Within the listing below, the lines to output run from the one containing "# annotate each instance of the gray" through the one containing "# annotate each instance of the dark"; copy them exactly and nothing else.

_Entries provided:_
- Opening Delimiter -
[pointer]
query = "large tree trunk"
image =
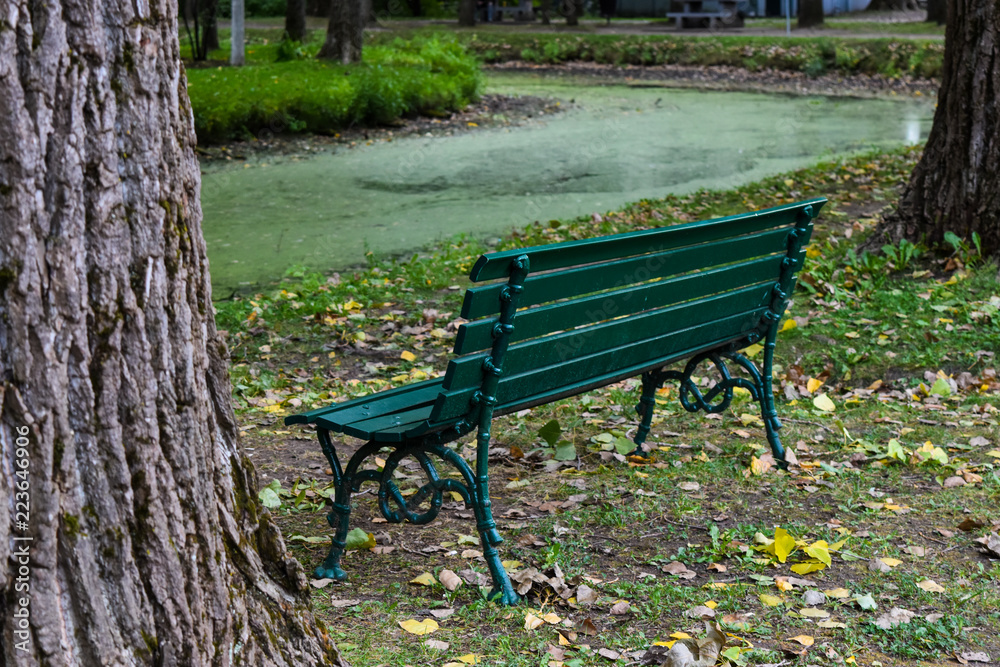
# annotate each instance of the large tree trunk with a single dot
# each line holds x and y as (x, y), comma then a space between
(956, 185)
(237, 37)
(295, 20)
(141, 539)
(467, 12)
(345, 32)
(937, 11)
(810, 13)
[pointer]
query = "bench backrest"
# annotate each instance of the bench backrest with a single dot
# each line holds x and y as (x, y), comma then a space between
(599, 310)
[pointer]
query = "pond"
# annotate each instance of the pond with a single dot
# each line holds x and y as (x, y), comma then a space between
(615, 144)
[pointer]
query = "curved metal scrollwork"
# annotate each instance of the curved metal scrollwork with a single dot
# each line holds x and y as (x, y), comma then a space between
(691, 396)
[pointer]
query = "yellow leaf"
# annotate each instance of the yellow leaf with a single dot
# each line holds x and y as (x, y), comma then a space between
(784, 544)
(415, 627)
(531, 622)
(820, 550)
(823, 402)
(808, 566)
(426, 579)
(931, 586)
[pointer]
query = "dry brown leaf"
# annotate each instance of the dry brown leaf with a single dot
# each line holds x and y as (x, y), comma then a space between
(449, 580)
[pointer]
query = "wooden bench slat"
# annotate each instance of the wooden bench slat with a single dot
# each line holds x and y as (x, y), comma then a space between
(564, 315)
(559, 255)
(636, 330)
(516, 392)
(484, 301)
(382, 403)
(390, 428)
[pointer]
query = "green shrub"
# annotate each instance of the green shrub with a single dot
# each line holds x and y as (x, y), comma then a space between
(401, 78)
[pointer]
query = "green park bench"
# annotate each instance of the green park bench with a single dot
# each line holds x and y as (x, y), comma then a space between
(554, 321)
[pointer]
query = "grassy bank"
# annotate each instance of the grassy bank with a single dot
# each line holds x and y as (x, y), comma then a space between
(888, 57)
(886, 383)
(302, 94)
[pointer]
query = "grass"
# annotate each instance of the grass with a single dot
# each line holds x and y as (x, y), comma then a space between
(882, 338)
(302, 94)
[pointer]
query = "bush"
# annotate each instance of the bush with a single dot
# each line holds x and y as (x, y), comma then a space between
(402, 78)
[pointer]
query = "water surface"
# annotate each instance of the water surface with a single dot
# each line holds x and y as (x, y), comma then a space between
(616, 144)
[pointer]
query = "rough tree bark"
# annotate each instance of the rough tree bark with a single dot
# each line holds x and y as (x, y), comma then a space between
(144, 542)
(295, 20)
(956, 185)
(210, 34)
(937, 11)
(810, 13)
(467, 12)
(345, 32)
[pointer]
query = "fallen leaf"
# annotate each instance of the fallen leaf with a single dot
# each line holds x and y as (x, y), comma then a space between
(359, 539)
(341, 604)
(425, 579)
(622, 607)
(823, 402)
(585, 595)
(839, 593)
(893, 617)
(701, 611)
(931, 586)
(532, 622)
(415, 627)
(449, 580)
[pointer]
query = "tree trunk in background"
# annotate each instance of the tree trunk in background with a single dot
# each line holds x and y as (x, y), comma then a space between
(319, 8)
(147, 541)
(345, 32)
(210, 25)
(295, 20)
(937, 11)
(810, 13)
(956, 185)
(572, 9)
(237, 37)
(467, 12)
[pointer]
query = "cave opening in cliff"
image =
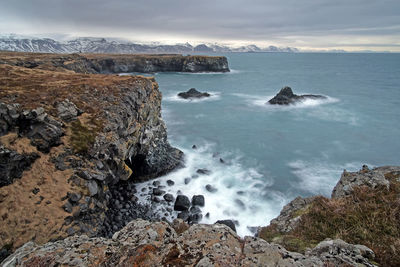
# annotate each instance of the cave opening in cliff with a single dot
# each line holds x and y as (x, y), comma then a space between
(138, 165)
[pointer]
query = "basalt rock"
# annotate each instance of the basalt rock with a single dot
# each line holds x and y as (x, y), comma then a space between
(286, 97)
(142, 243)
(13, 164)
(371, 178)
(193, 93)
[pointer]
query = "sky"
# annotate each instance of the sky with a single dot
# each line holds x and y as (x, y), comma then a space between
(350, 25)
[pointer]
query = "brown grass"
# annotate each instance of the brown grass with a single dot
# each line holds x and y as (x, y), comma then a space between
(368, 217)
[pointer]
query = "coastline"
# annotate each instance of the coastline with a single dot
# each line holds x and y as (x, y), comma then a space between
(91, 191)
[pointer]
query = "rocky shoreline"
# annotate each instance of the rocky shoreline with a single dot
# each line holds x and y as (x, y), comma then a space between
(74, 145)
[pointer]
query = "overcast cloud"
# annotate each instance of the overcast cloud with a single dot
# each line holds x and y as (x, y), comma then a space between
(308, 24)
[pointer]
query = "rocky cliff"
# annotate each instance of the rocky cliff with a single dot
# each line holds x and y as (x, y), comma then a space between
(142, 243)
(364, 209)
(111, 63)
(67, 141)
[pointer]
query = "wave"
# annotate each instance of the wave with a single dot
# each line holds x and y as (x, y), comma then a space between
(243, 194)
(319, 177)
(175, 98)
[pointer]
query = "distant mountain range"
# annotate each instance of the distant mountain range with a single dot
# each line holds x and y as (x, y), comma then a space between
(102, 45)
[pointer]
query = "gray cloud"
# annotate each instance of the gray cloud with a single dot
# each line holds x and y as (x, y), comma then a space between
(259, 21)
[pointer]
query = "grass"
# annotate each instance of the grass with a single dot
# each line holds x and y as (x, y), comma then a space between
(82, 137)
(370, 217)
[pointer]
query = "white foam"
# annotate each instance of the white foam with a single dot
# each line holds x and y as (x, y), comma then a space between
(261, 203)
(214, 96)
(319, 177)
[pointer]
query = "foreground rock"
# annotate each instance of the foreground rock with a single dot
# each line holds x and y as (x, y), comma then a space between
(363, 203)
(286, 97)
(193, 93)
(142, 243)
(91, 132)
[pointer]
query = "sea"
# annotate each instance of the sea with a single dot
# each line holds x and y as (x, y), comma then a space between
(262, 156)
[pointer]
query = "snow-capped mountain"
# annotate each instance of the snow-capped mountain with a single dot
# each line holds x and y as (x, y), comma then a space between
(102, 45)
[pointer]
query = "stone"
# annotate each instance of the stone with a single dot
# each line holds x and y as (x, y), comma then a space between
(169, 197)
(198, 200)
(193, 93)
(203, 171)
(13, 164)
(93, 187)
(182, 203)
(286, 97)
(67, 110)
(228, 223)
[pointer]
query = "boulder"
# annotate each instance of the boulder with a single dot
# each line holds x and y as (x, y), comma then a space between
(286, 97)
(182, 203)
(228, 223)
(67, 110)
(198, 200)
(193, 93)
(13, 164)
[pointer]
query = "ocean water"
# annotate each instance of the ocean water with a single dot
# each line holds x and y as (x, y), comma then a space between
(272, 154)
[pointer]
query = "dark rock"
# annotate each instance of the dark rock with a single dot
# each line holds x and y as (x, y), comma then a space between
(228, 223)
(93, 187)
(203, 171)
(13, 164)
(193, 93)
(184, 215)
(195, 210)
(158, 192)
(35, 190)
(68, 207)
(75, 197)
(195, 218)
(169, 197)
(198, 200)
(211, 188)
(286, 97)
(67, 110)
(182, 203)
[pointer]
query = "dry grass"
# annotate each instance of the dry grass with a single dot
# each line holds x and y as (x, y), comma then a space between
(368, 217)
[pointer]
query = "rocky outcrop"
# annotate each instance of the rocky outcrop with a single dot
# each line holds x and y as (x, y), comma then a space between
(13, 164)
(92, 133)
(111, 63)
(291, 213)
(193, 93)
(286, 97)
(371, 178)
(142, 243)
(43, 130)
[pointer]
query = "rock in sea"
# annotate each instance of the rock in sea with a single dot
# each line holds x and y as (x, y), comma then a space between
(193, 93)
(286, 97)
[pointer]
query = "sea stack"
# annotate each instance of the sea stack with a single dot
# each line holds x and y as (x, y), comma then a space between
(286, 97)
(193, 93)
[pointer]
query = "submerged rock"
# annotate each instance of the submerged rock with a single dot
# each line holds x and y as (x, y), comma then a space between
(193, 93)
(286, 97)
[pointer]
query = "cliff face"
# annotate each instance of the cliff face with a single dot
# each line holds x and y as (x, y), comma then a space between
(364, 209)
(142, 243)
(110, 63)
(74, 136)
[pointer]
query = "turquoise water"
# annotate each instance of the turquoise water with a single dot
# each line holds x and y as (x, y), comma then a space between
(274, 154)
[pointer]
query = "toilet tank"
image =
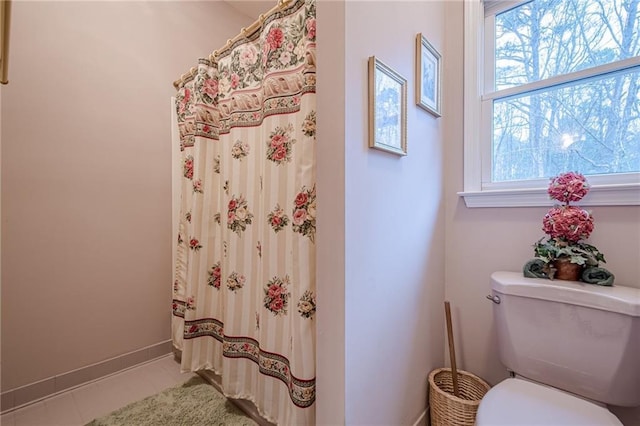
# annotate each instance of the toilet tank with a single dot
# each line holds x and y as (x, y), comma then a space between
(581, 338)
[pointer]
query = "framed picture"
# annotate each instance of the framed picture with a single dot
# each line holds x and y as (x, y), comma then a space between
(428, 67)
(387, 108)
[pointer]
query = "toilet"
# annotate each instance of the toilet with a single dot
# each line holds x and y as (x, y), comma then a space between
(571, 349)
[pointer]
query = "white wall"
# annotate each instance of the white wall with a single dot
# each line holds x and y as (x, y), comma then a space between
(394, 217)
(86, 176)
(481, 241)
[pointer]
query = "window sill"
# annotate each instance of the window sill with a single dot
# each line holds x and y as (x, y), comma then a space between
(601, 195)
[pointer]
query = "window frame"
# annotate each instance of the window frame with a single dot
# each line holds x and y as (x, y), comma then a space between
(606, 190)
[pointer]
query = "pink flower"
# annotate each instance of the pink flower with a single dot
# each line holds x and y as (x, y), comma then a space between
(285, 58)
(567, 187)
(277, 140)
(235, 79)
(275, 291)
(248, 56)
(568, 223)
(211, 87)
(311, 28)
(301, 199)
(299, 216)
(274, 38)
(276, 304)
(280, 154)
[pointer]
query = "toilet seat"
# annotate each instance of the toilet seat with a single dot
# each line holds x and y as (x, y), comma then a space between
(519, 402)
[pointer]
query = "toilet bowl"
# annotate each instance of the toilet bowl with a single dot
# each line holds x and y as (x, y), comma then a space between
(516, 402)
(576, 344)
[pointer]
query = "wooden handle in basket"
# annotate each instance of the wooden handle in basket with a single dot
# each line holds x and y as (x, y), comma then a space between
(452, 350)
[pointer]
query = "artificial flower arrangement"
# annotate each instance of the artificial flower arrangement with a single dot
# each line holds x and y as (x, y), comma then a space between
(566, 227)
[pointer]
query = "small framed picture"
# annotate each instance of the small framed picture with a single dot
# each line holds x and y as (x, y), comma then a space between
(428, 67)
(387, 108)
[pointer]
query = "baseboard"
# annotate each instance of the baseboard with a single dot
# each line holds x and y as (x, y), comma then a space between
(33, 392)
(423, 420)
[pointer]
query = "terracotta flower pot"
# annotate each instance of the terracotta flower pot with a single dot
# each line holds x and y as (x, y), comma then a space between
(565, 270)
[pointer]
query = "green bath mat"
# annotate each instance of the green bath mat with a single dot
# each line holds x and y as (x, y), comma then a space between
(193, 403)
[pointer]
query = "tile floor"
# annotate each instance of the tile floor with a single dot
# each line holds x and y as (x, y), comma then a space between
(83, 404)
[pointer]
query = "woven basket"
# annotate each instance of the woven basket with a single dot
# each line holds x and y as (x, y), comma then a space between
(446, 408)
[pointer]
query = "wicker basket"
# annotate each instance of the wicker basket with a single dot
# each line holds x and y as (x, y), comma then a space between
(446, 408)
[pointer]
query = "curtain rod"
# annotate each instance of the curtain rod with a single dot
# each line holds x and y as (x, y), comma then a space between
(5, 12)
(243, 33)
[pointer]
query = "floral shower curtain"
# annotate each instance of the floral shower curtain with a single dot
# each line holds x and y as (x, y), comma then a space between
(244, 294)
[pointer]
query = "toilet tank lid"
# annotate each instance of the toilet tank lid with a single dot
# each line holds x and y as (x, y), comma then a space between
(620, 299)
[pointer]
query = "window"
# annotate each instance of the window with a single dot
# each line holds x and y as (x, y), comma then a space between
(551, 86)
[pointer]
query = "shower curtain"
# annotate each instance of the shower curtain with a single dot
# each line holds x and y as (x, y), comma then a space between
(244, 291)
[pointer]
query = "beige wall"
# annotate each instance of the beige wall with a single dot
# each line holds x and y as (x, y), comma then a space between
(86, 176)
(394, 216)
(330, 241)
(481, 241)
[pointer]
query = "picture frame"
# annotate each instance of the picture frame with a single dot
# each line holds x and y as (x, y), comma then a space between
(387, 108)
(428, 76)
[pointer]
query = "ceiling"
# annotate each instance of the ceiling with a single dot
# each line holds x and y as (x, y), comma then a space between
(252, 8)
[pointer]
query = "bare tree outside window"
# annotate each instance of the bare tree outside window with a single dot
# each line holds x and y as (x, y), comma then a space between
(590, 124)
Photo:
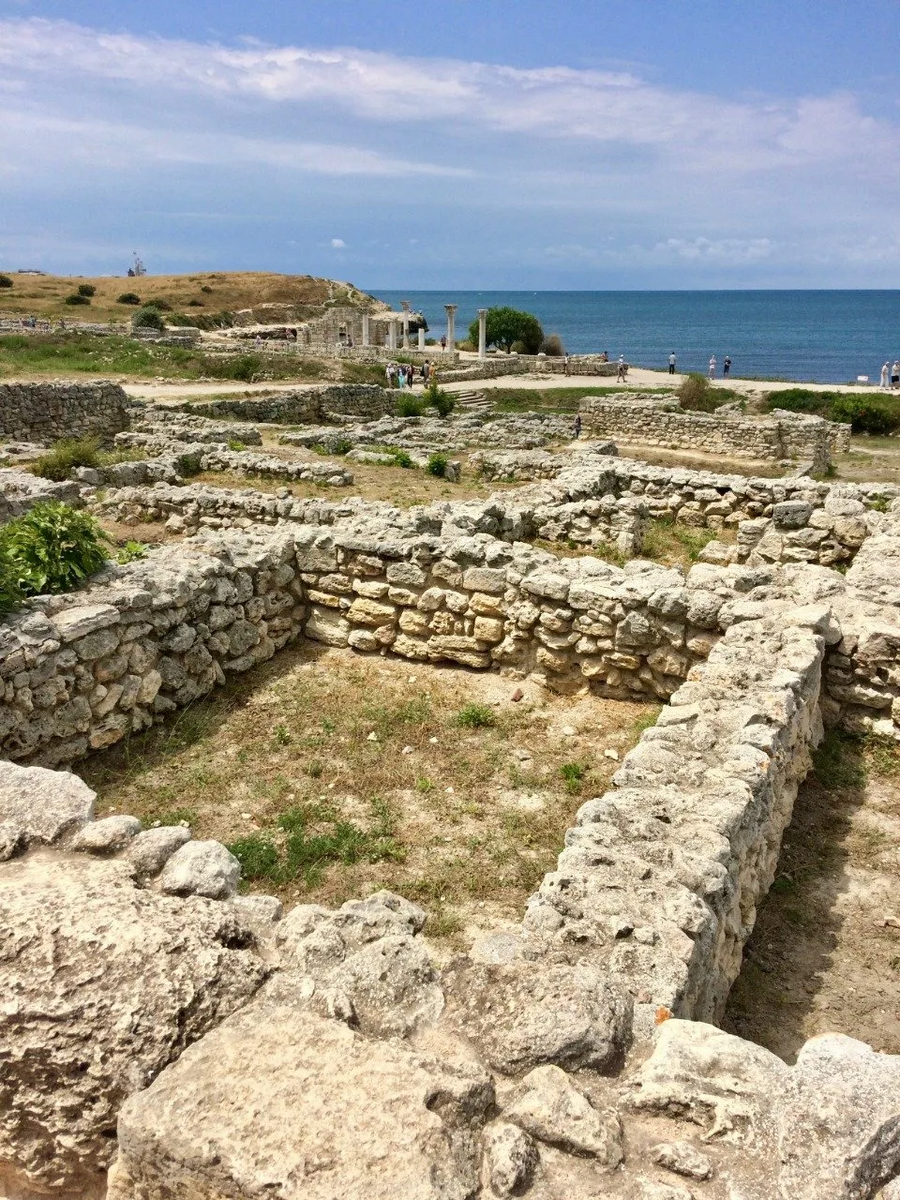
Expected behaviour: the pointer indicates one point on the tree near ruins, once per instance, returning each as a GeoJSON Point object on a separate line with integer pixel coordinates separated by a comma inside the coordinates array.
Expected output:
- Closing Delimiter -
_Solution:_
# annotate each instance of the gray cloud with a single dot
# each line holds x and y as (x, y), comma then a space between
(259, 21)
[pointer]
query = "grass"
# annotate each instance of the grass with a single dot
# each line holds x and y as (x, y), comma then a space between
(82, 137)
(370, 217)
[pointer]
query = "white foam"
# annotate each instance of the white foam with a single dot
# each line holds x and y as (x, y), comma then a space between
(261, 203)
(214, 96)
(319, 177)
[pointer]
query = "foreground rock"
# annotate each instance of the foreground rock with a single dot
# each line holds x and y as (x, y), comma then a space between
(363, 203)
(286, 97)
(193, 93)
(142, 243)
(91, 132)
[pointer]
query = "sea"
# annotate each instance of the sea with a single dot
# each line holds x and y as (x, y), comma then a space between
(262, 156)
[pointer]
query = "snow-capped mountain"
# annotate each instance of the snow-capped mountain with a single dot
# each line holds x and y as (x, y), comma then a space between
(102, 45)
[pointer]
query = "stone"
# annotate each instance of the stone with a single dot
# each line holds x and y as (x, y), comma then a space between
(169, 197)
(198, 200)
(193, 93)
(203, 171)
(13, 164)
(93, 187)
(182, 203)
(286, 97)
(67, 110)
(228, 223)
[pointer]
query = "boulder"
# annotate each instance of the boulder with a single dot
# each line holds x and y as (x, y), comma then a space between
(286, 97)
(182, 203)
(228, 223)
(67, 110)
(198, 200)
(193, 93)
(13, 164)
[pointer]
query = "ocean water"
# annotate each instance of the ocean water with a single dot
# each line holds x and y as (x, y), comma then a space between
(272, 154)
[pointer]
query = "dark rock"
# annotate each instance of the dark rock with a single dot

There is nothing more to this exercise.